Content starts

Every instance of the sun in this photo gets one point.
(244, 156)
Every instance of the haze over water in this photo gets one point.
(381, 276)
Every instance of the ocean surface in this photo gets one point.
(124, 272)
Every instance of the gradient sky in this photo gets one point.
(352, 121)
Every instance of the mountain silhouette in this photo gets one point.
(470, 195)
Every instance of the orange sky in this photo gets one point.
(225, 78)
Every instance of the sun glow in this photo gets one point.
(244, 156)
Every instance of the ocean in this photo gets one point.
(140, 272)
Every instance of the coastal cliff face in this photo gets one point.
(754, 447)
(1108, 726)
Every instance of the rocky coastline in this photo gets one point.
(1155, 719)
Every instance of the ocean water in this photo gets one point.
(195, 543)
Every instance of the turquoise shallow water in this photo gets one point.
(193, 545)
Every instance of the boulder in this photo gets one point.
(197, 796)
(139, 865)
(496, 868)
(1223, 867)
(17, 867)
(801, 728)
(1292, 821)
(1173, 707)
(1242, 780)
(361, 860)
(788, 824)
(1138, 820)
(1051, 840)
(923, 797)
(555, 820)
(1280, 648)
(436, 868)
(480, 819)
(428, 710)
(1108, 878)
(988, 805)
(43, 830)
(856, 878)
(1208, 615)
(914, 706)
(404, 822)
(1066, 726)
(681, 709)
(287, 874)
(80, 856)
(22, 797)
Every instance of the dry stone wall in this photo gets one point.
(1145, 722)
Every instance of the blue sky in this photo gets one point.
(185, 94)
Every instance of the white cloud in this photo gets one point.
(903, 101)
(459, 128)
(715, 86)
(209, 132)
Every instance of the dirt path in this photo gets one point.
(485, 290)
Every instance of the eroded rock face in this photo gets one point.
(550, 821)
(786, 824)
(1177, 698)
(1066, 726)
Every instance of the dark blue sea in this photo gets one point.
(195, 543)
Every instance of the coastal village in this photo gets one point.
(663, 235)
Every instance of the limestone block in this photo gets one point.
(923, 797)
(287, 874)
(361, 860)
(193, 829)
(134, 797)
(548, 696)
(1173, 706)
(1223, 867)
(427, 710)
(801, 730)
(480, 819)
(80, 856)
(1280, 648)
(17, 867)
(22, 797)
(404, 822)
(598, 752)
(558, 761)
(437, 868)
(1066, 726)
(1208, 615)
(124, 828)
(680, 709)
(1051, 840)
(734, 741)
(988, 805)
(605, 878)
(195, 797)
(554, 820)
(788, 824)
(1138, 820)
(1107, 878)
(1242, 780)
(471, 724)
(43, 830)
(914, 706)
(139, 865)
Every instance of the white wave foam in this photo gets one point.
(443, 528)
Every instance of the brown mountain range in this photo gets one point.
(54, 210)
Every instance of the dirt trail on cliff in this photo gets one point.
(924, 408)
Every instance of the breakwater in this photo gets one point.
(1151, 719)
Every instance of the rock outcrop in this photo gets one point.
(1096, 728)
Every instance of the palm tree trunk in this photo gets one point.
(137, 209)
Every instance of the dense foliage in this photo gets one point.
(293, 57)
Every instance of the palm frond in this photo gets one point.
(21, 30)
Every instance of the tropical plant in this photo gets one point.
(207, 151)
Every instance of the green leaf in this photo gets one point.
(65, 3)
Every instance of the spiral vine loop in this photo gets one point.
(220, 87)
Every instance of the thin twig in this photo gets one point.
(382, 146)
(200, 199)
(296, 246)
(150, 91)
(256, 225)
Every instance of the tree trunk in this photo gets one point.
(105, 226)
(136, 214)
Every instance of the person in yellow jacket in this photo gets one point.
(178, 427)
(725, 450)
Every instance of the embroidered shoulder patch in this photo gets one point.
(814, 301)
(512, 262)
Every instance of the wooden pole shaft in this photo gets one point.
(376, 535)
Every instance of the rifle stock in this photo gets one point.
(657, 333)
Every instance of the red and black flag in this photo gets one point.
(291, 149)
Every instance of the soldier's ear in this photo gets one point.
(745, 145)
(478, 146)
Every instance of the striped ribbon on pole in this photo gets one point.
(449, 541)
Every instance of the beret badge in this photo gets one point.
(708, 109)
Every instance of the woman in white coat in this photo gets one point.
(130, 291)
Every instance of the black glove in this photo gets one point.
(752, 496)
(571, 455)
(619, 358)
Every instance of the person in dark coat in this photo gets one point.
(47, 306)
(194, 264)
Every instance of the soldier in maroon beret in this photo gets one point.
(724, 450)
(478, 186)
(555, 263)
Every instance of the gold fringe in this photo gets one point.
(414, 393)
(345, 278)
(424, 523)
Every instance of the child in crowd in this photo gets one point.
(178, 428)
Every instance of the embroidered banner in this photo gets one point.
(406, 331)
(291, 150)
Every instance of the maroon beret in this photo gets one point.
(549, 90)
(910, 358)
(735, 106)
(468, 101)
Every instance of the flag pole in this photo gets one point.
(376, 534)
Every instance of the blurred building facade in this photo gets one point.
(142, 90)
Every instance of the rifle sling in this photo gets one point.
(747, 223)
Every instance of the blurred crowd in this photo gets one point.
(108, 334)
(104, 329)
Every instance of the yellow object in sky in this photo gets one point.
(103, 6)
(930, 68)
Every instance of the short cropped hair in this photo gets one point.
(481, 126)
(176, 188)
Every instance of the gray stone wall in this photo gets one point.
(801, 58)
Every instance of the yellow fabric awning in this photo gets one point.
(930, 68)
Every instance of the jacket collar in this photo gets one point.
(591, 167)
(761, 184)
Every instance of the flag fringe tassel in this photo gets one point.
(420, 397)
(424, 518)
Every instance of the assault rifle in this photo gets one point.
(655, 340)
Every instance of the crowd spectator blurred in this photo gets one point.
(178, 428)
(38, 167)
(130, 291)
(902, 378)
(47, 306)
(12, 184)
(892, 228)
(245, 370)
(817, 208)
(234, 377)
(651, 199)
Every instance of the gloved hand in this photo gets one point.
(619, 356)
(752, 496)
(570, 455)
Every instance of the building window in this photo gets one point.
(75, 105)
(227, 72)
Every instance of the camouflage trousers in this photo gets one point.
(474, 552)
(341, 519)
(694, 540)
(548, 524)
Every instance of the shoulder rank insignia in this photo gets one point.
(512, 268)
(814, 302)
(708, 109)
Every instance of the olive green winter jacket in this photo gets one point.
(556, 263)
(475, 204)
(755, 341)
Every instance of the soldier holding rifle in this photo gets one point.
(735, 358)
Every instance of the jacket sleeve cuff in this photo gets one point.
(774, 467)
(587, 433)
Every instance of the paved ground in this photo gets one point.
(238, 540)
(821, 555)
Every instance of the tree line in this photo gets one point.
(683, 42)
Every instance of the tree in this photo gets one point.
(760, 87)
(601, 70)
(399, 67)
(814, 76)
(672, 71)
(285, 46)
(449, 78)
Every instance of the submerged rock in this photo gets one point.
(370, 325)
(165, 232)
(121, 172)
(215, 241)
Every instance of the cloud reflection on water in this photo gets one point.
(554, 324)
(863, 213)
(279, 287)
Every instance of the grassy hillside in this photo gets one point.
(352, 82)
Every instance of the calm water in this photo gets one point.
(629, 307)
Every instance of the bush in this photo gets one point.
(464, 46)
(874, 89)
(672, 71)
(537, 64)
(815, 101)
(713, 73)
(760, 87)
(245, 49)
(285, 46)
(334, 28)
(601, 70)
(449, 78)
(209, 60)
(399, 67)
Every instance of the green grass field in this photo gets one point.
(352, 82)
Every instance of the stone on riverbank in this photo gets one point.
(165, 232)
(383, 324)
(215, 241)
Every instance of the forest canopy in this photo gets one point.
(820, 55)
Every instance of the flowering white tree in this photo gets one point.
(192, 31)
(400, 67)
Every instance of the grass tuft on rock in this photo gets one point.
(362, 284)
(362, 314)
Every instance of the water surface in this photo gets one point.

Content ends

» **Exercise**:
Write all of the data above again, exactly as given.

» **Reply to the exercise**:
Every instance of the sun in this photo gets one point.
(244, 156)
Every instance of the haze over water in this photo gets one point.
(381, 276)
Every instance of the ocean surface in this photo gets one point.
(124, 272)
Every instance of the gradient sky in this photo gets one point.
(352, 121)
Every instance of the mountain silhouette in this photo gets one point.
(470, 195)
Every instance of the orange sky in this photo gets one point.
(225, 78)
Every instance of the sun glow in this photo gets one point.
(244, 156)
Every instance of the ocean in this photo gets one point.
(140, 272)
Every instance of the coastal cliff face in this photo gets one point.
(754, 447)
(1108, 726)
Every instance of the rocky coastline in this photo gets one point.
(1155, 719)
Every instance of the ocean water in this photo gets one point.
(195, 543)
Every instance of the turquoise shallow water in this photo gets one point.
(193, 545)
Every instance of the boulder in this photo gets one point.
(197, 796)
(139, 865)
(496, 868)
(1223, 867)
(17, 867)
(801, 728)
(1292, 821)
(1173, 707)
(1242, 780)
(361, 860)
(788, 824)
(1138, 820)
(1051, 840)
(923, 797)
(555, 820)
(1280, 648)
(436, 868)
(480, 819)
(428, 710)
(1108, 878)
(988, 805)
(43, 830)
(856, 878)
(1208, 615)
(914, 706)
(404, 822)
(1066, 726)
(681, 709)
(287, 874)
(80, 856)
(22, 797)
Every instance of the dry stone wall in this photo gets one point.
(1145, 722)
Every instance of the blue sky in this photo gets one point.
(185, 94)
Every instance of the white cloud in this photo gets one point.
(903, 101)
(459, 128)
(715, 86)
(209, 132)
Every instance of the dirt path in this photo gets one point.
(485, 290)
Every instance of the eroded rock face in this photo gets one point.
(550, 821)
(786, 824)
(1177, 698)
(1066, 726)
Every instance of the dark blue sea in this photo gets one point.
(195, 543)
Every instance of the coastal village in this photo gets one point.
(663, 235)
Every instance of the limestone block in this photo gets one point.
(923, 797)
(287, 874)
(361, 860)
(193, 829)
(134, 797)
(548, 696)
(1173, 706)
(1223, 867)
(427, 710)
(801, 730)
(480, 819)
(80, 856)
(1280, 648)
(17, 867)
(22, 797)
(404, 822)
(598, 752)
(558, 761)
(437, 868)
(1066, 726)
(1208, 615)
(124, 828)
(680, 709)
(1051, 840)
(734, 741)
(988, 805)
(605, 878)
(195, 797)
(554, 820)
(788, 824)
(1138, 820)
(1107, 878)
(1242, 780)
(471, 724)
(43, 830)
(914, 706)
(139, 865)
Every instance of the white wave foam in this photo gets one point.
(443, 528)
Every instance of the brown mountain range in this photo gets one point.
(54, 210)
Every instance of the dirt trail on cliff in this photo gets one point.
(924, 408)
Every instance of the breakwater in this photo gets one point.
(1151, 719)
Every instance of the rock outcrop in this photo gets one point.
(1096, 728)
Every instance of the palm tree trunk in this photo gets one point.
(137, 209)
Every instance of the dense foliage in this photo gets one point.
(293, 57)
Every instance of the palm frond in this photo gets one point.
(21, 30)
Every instance of the tropical plant in this photo gets one point.
(207, 151)
Every instance of the green leaf in this photo gets one point.
(65, 3)
Every instance of the spiral vine loop in this photo gets one point.
(220, 87)
Every instance of the thin twig in this photo gets one point.
(382, 146)
(200, 199)
(296, 246)
(150, 91)
(256, 225)
Every instance of the tree trunk in this photo gets one point.
(105, 226)
(136, 214)
Every instance of the person in yellow jacket in this photo gets one point.
(178, 427)
(725, 450)
Every instance of the embroidered shoulder patch in this photo gets one point.
(814, 301)
(512, 262)
Every instance of the wooden pole shaft in this photo gets one point.
(376, 535)
Every instance of the rifle stock in this photo gets one point.
(657, 333)
Every instance of the red and black flag in this photo gets one point.
(291, 149)
Every instance of the soldier's ear in this photo gets one point.
(745, 145)
(478, 146)
Every instance of the striped ribbon on pole in this photo gets one point.
(449, 541)
Every instance of the beret badge in this photo gets one point.
(708, 109)
Every instance of the woman in white coat in this photo gets one point.
(130, 291)
Every instance of the black glove in this photo gets one point.
(752, 496)
(571, 455)
(619, 358)
Every instance of the person in dark coat in this photo gets one point.
(47, 306)
(194, 264)
Every instance of the soldier in maroon beret in this photo gets one point.
(724, 450)
(478, 186)
(555, 263)
Every instance of the gold fringe in this photo gets one point.
(414, 393)
(345, 278)
(424, 523)
Every instance of the child in crowd in this photo gets one point.
(178, 428)
Every instance of the embroidered banner in this photo gets one point.
(406, 331)
(291, 150)
Every instance of the maroon beret in this photo gets one point.
(549, 90)
(910, 358)
(735, 106)
(468, 101)
Every instance of the flag pole in this photo gets one point.
(376, 534)
Every instance of the blurred building facade in this photo gets one point.
(142, 90)
Every instance of the rifle sling in this photo gets one point.
(747, 223)
Every instance of the blurred crowd in this photo gets one point.
(108, 334)
(104, 329)
Every instance of the yellow object in sky in this photo gets one point.
(103, 6)
(930, 68)
Every instance of the short cropped hair in this photo gets one point.
(481, 126)
(176, 188)
Every instance of the gray stone wall in this photo gets one point.
(801, 58)
Every instance of the yellow fabric awning in this photo gets one point.
(930, 68)
Every instance of the jacket collar in this photo gets one point.
(591, 167)
(761, 184)
Every instance of the flag fringe tassel in this photo gets one point.
(420, 397)
(424, 518)
Every instance of the assault rifle in this photo gets one point.
(655, 340)
Every instance of the crowd spectator blurred in this photo gets one point.
(178, 428)
(38, 167)
(130, 291)
(902, 378)
(47, 306)
(12, 184)
(892, 228)
(245, 370)
(817, 208)
(234, 377)
(651, 199)
Every instance of the gloved hand in this photo gets one point.
(619, 356)
(752, 496)
(570, 455)
Every instance of the building window in this photo gets one point.
(75, 105)
(227, 72)
Every instance of the camouflage trousers in this photo gets one point.
(474, 552)
(341, 519)
(694, 540)
(548, 524)
Every instance of the shoulder rank insignia in this photo gets one point.
(512, 268)
(814, 302)
(708, 109)
Every instance of the olive green winter jacket in this photo gets one point.
(556, 263)
(475, 204)
(755, 341)
Every instance of the soldier holding rifle in this photo gets one point.
(735, 358)
Every instance of the jacket sleeve cuff in this photo gets one point.
(774, 467)
(587, 433)
Every instance of the paved ground in this photo gets one point.
(238, 540)
(821, 555)
Every instance of the tree line in this photo gets one point.
(683, 42)
Every instance of the tree in this photo gets one point.
(760, 87)
(601, 70)
(399, 67)
(814, 76)
(672, 71)
(285, 46)
(449, 78)
Every instance of the submerged rock in this photo gets one point.
(370, 325)
(165, 232)
(121, 172)
(215, 241)
Every instance of the cloud reflection on water in this photo gets one point.
(554, 324)
(863, 213)
(279, 287)
Every instance of the grassy hillside in this photo gets one point.
(352, 82)
Every instance of the calm water in this photo gets one point.
(629, 307)
Every instance of the bush in this photo gets one point.
(464, 46)
(874, 89)
(672, 71)
(537, 64)
(815, 101)
(713, 73)
(760, 87)
(245, 49)
(285, 46)
(334, 28)
(601, 70)
(449, 78)
(209, 60)
(399, 67)
Every instance of the green grass field in this photo gets one point.
(352, 82)
Every instance of the stone on riverbank in this photo gets one point.
(165, 232)
(383, 324)
(215, 241)
Every instance of the forest canopy in this photo gets one point.
(820, 55)
Every instance of the flowering white tree in this photo gets one point.
(192, 31)
(400, 67)
Every instance of the grass tuft on rock in this photo gets one point.
(362, 284)
(362, 314)
Every instance of the water surface in this photo gets one point.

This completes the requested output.